[Data entries]
========
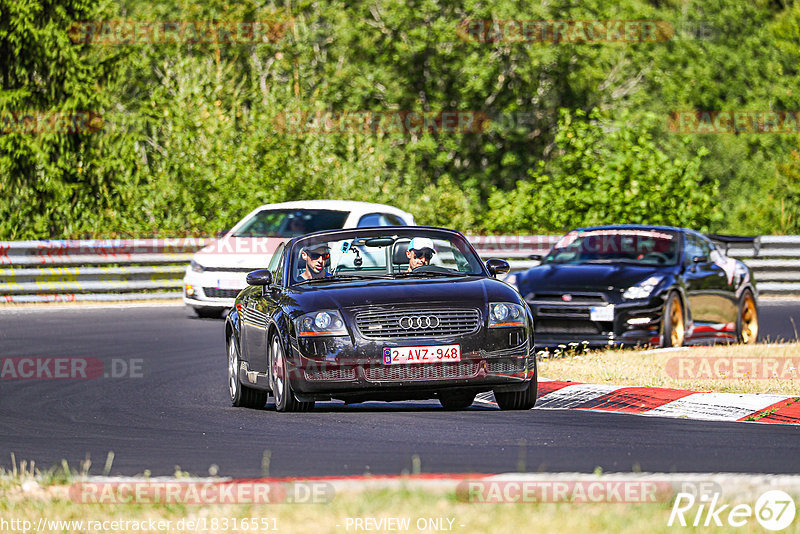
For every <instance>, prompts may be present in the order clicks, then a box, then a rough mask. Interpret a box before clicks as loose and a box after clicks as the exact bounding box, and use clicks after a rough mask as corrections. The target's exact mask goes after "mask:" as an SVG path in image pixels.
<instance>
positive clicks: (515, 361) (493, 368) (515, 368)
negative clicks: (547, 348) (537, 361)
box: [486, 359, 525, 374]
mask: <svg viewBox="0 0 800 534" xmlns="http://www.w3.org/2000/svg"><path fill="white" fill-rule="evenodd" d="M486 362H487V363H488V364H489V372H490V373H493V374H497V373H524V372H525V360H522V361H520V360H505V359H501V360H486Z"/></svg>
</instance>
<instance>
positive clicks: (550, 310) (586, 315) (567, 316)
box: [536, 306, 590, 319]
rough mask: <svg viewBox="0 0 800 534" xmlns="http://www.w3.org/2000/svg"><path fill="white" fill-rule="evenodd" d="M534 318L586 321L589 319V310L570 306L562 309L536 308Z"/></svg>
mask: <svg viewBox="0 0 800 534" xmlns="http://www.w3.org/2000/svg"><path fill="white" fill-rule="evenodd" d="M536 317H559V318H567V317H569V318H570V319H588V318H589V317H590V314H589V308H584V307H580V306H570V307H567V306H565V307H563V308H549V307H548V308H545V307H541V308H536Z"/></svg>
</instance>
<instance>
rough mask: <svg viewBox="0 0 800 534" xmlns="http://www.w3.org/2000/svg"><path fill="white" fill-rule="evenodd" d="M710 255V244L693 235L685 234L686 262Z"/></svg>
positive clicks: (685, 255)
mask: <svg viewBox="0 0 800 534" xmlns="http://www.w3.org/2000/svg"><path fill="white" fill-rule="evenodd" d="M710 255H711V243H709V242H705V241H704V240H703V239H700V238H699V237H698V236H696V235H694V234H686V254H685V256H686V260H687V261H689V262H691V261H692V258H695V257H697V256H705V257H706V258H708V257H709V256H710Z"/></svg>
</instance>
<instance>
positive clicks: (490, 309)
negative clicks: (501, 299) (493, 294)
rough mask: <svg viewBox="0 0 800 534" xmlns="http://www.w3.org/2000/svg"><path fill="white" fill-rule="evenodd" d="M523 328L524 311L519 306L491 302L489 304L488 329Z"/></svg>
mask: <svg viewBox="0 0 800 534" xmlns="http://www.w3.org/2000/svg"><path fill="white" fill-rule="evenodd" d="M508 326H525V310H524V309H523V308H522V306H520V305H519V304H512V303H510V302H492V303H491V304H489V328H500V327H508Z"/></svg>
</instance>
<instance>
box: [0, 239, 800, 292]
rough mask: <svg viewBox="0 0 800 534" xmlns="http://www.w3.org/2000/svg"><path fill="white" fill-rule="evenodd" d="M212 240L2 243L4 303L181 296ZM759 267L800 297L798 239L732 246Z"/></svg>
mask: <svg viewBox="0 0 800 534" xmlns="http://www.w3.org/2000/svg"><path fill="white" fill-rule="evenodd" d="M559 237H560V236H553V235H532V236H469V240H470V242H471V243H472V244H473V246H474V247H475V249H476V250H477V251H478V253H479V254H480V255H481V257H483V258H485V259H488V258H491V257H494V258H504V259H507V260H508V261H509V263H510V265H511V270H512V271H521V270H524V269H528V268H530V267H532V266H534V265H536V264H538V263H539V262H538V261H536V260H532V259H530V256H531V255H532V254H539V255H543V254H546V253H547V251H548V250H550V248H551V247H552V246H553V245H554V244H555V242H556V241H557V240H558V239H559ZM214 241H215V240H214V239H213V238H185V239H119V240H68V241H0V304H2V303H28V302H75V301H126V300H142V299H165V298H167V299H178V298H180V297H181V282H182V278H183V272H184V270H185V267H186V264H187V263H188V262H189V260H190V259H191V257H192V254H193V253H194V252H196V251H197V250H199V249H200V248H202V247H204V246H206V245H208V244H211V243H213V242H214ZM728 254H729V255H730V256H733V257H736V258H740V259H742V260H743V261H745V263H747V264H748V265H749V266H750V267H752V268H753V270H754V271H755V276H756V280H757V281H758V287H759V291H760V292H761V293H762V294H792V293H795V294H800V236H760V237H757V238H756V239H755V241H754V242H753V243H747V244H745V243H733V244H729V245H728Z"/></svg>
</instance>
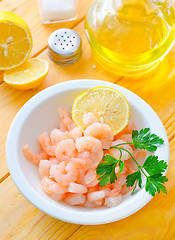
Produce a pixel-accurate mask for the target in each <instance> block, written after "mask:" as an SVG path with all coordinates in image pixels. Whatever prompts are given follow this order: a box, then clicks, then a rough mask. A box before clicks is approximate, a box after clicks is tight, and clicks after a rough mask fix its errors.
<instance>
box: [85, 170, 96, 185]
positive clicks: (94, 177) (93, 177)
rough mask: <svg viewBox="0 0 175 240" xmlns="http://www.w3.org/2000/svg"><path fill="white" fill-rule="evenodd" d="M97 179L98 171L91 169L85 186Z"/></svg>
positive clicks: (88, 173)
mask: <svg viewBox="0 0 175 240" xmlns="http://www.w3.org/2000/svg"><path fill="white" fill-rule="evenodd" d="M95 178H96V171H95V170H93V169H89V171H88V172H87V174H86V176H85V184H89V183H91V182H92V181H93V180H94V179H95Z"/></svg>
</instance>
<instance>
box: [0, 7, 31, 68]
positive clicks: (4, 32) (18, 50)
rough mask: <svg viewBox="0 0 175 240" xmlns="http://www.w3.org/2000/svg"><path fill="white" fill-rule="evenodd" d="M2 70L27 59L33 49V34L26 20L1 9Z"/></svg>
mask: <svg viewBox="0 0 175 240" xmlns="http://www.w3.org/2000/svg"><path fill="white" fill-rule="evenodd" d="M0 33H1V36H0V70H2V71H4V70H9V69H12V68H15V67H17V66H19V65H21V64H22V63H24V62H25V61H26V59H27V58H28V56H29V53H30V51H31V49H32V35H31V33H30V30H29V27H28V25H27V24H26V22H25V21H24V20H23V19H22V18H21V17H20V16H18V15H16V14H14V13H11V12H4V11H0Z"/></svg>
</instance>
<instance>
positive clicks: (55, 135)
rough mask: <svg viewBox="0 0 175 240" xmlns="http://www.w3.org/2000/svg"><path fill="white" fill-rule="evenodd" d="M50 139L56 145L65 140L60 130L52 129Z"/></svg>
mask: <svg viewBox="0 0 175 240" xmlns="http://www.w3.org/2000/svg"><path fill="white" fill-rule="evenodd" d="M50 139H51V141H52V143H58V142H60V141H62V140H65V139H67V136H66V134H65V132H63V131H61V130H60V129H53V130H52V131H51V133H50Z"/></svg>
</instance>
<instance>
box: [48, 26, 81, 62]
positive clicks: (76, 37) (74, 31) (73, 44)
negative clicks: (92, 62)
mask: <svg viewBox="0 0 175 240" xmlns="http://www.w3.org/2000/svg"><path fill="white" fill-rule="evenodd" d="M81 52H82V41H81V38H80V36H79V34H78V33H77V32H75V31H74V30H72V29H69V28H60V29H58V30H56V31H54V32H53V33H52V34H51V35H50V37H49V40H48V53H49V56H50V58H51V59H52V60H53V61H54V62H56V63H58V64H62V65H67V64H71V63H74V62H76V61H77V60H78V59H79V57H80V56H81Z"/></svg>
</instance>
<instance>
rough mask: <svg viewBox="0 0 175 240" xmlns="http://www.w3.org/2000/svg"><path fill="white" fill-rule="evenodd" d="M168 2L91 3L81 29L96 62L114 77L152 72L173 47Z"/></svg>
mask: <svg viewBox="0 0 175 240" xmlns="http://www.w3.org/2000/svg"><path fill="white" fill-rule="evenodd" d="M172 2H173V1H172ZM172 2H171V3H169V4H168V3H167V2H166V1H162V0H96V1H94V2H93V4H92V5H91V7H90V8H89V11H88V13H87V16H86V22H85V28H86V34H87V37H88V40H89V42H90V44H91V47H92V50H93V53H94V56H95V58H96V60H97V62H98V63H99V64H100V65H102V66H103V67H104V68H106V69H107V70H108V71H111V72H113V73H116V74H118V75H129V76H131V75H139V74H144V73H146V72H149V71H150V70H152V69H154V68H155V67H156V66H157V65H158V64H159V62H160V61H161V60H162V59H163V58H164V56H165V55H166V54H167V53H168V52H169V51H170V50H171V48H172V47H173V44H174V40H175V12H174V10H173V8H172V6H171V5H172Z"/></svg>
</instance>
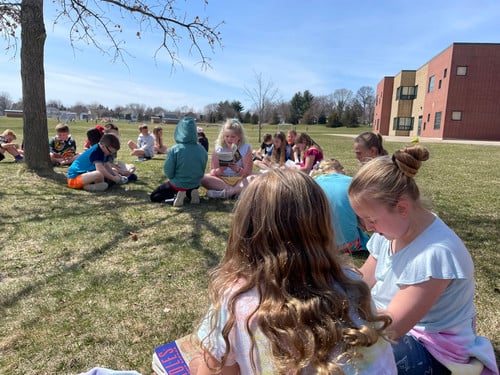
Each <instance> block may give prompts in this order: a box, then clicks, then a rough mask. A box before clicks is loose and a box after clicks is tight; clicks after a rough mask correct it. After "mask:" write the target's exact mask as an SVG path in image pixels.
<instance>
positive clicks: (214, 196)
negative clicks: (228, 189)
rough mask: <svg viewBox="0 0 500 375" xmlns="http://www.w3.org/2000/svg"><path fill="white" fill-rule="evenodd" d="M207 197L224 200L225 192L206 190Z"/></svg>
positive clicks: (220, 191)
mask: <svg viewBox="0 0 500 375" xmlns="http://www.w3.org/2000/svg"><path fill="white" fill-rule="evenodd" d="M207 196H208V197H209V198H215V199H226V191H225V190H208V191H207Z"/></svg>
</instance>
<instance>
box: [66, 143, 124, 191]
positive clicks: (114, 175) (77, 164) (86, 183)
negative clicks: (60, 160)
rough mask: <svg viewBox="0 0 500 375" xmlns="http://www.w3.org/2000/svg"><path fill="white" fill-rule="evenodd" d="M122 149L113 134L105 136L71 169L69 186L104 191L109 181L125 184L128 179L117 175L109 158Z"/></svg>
========
* **EXERCISE BRIEF**
All lines in the entries above that include "then" should be found and copied.

* **RESPONSE FOR THIS EXERCISE**
For every <instance>, prompts may be present in the order clicks, then a box, then a rough mask. Interpret a box before clicks as loose and a box after clicks as the exact bounding box, and use clicks after a rough mask as corrections. The target's exact mask goes after "mask:" as an SVG path in image pixels.
Produce a pixel-accurate mask for the target in each <instance> block, written after "mask:" as an SVG path with all coordinates in image pixels. Whatever prompts are given follow this order: a box, then clicks, then a rough mask. A box before clicks is approximate, a box after clicks is tight, and clicks after a rough mask fix its errors.
Each <instance> block may give prompts in this order: a box, then clicks, then a rough mask. A box before clicks is loose and a box after clicks is tight; clicks after a rough mask correct it. After "mask:" write the target's exact mask as an SVG path in image pixels.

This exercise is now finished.